Dataset records about object locations
++++++++

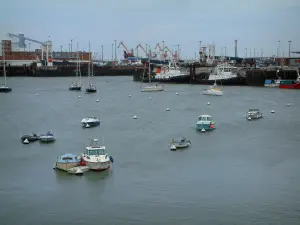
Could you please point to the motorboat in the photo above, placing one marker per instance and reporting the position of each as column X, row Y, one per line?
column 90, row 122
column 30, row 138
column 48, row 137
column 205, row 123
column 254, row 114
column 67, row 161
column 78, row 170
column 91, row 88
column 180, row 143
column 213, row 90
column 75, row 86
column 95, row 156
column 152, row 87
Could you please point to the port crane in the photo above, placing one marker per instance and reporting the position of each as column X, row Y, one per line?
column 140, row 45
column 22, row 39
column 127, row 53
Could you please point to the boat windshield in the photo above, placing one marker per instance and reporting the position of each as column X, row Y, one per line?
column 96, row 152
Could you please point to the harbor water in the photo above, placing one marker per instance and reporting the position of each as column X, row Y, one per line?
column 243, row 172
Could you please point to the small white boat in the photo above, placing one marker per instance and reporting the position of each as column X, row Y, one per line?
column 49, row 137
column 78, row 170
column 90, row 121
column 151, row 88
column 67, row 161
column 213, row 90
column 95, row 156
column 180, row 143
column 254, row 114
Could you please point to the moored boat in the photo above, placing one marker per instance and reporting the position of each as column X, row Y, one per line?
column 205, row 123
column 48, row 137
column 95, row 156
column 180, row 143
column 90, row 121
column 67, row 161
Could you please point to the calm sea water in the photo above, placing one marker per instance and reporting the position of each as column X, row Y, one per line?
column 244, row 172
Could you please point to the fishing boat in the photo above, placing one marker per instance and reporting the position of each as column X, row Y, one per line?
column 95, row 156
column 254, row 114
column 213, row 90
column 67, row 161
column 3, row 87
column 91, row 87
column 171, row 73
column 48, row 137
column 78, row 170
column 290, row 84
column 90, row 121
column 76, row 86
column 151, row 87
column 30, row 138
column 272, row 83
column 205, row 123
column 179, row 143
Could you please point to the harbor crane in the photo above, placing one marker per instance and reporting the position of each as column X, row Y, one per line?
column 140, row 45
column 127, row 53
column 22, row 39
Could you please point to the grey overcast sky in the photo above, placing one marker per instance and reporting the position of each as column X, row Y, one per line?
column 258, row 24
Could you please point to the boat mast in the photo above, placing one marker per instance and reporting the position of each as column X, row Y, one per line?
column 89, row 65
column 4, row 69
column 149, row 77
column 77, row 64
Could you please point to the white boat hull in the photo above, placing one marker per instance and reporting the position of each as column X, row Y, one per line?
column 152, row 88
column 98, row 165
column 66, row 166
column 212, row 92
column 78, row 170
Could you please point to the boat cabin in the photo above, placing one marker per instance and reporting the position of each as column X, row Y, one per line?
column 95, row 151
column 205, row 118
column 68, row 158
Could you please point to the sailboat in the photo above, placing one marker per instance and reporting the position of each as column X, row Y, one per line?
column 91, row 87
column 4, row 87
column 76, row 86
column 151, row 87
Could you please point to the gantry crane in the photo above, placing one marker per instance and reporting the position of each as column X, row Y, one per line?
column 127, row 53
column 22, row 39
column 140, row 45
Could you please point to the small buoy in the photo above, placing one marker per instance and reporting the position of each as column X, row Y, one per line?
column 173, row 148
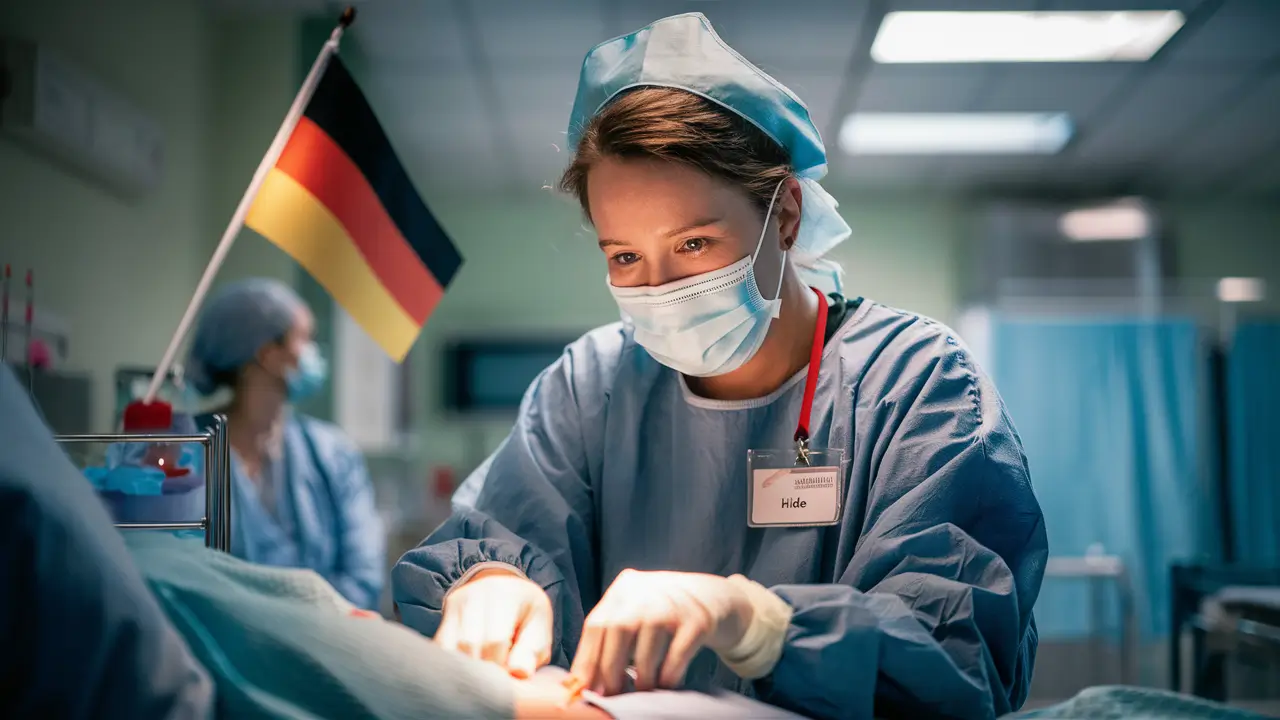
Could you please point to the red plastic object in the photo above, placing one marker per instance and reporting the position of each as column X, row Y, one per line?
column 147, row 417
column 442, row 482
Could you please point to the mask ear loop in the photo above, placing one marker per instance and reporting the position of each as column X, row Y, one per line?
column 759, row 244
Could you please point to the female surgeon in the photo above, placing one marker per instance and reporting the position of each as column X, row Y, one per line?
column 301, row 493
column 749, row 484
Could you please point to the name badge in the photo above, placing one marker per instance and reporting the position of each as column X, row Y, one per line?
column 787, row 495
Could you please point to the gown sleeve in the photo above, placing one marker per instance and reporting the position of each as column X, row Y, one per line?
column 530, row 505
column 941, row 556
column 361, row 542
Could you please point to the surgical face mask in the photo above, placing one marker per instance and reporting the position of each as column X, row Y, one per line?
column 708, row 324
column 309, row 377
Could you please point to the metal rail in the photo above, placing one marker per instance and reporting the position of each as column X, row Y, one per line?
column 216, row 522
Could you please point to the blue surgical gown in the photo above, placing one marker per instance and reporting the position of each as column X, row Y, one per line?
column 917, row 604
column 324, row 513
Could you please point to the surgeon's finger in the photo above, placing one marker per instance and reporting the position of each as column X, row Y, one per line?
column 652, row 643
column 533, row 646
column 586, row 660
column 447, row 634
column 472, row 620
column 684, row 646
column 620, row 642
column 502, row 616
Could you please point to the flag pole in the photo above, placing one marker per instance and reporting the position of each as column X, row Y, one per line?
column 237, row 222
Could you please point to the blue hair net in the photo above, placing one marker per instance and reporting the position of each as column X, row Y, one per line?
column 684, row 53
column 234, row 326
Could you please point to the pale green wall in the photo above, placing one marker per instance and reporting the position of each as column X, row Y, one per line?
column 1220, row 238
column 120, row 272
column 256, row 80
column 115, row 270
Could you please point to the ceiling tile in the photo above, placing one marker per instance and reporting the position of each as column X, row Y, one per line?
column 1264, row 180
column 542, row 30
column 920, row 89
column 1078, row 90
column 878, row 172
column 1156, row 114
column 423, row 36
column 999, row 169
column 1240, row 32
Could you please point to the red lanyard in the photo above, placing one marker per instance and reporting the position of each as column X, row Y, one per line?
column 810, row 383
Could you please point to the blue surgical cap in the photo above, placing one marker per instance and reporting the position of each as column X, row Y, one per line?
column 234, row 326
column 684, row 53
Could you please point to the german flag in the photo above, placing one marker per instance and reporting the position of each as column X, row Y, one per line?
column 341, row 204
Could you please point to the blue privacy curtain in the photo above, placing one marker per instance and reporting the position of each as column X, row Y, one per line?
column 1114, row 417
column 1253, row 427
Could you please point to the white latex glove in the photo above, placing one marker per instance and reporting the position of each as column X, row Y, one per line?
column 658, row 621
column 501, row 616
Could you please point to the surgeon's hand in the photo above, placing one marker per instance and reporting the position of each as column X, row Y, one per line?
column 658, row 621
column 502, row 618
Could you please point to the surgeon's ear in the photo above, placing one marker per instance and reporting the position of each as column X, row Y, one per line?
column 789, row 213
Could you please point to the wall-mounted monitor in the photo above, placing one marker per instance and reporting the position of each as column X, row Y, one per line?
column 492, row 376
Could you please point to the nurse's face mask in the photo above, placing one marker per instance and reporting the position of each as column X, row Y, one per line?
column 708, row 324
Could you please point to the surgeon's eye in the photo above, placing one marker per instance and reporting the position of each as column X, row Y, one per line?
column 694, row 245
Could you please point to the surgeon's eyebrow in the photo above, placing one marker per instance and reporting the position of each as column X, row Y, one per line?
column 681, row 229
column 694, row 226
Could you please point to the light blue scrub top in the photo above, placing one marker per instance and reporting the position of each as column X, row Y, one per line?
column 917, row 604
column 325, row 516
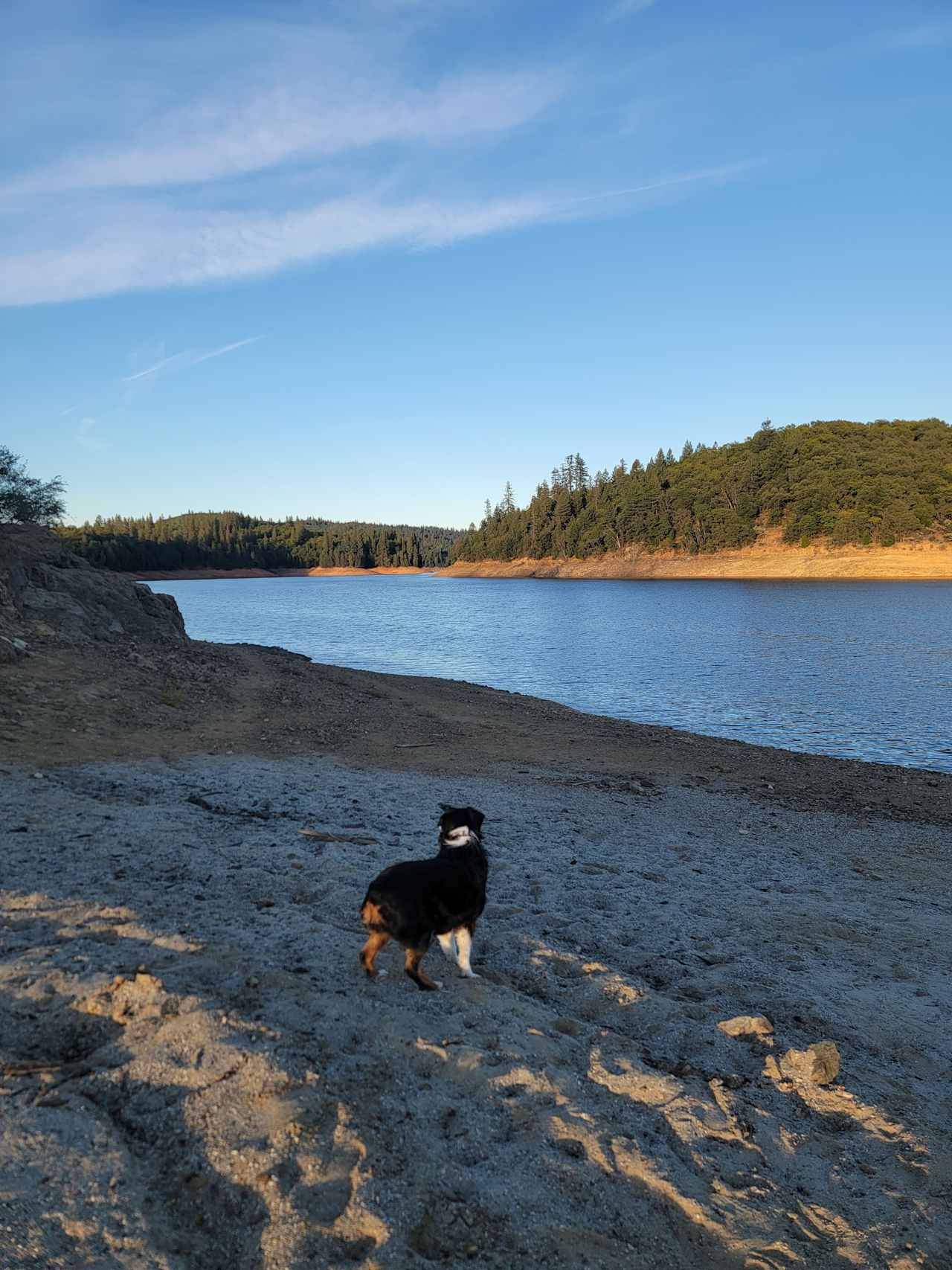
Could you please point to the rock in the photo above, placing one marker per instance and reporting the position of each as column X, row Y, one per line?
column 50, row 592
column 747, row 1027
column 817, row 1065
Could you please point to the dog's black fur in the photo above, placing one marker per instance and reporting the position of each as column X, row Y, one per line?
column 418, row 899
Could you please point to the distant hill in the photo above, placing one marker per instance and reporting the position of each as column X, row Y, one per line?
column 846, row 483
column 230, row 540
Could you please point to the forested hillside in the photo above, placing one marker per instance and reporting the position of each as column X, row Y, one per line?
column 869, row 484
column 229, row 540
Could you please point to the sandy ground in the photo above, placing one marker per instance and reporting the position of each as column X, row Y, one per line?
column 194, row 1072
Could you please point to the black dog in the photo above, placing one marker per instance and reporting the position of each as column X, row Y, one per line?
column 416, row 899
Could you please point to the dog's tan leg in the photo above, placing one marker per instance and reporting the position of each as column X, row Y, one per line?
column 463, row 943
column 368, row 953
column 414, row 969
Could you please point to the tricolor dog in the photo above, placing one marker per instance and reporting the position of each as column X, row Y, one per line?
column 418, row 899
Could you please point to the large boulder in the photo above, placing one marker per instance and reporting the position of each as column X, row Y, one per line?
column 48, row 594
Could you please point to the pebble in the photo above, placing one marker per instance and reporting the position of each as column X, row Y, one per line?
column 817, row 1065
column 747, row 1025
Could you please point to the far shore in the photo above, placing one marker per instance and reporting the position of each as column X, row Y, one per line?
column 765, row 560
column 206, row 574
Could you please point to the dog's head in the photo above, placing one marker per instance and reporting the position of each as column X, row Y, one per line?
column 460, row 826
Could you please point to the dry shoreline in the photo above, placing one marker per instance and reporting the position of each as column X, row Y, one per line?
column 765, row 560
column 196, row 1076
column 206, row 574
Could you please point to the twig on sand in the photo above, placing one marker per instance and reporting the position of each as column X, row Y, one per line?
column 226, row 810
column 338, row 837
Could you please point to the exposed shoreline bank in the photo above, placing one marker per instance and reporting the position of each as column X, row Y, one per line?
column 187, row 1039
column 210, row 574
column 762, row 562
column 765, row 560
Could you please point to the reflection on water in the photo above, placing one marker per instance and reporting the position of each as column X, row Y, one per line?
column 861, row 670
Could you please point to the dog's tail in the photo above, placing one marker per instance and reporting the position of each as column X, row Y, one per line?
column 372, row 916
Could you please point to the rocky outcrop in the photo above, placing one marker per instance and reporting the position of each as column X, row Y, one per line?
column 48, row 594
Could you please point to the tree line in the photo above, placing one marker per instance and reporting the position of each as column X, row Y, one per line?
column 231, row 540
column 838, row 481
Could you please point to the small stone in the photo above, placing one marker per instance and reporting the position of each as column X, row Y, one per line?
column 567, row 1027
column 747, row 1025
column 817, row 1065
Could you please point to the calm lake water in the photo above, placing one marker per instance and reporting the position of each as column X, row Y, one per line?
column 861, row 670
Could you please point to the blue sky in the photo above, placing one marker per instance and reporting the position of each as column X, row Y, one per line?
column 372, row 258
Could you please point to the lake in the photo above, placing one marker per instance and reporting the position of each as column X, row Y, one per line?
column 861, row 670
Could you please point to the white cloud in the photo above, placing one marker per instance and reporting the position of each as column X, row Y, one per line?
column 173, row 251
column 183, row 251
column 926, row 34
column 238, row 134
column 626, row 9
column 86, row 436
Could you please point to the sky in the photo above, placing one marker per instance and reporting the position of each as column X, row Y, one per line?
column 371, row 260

++++++++

▶ _Requirement_
Restate the final lines of the listing above word for word, beginning at the line that contains "Could you please point to the calm lake".

▶ _Task answer_
Could you please point to the calm lake water in the photo above, placing one marker per instance and reporting the position of each as column X, row Y, one per line?
column 861, row 670
Could you please point to the blue sky in the photo above, placing one marker per instance and reporting the position of each as column X, row Y, one per line?
column 372, row 258
Could you please point to the lake in the photo above, placing one marker per instance and reporting the position of each as column X, row Y, one per line?
column 861, row 670
Could you please point to the white cloud in the photo above, placing one marker per instance and reporting the position of each as column X, row Y, one per line?
column 173, row 251
column 183, row 251
column 926, row 34
column 238, row 134
column 626, row 9
column 86, row 436
Could you please point to the sky in the photo above, placing one marker per instance and reporting the position of each as column X, row Y, one per line?
column 371, row 260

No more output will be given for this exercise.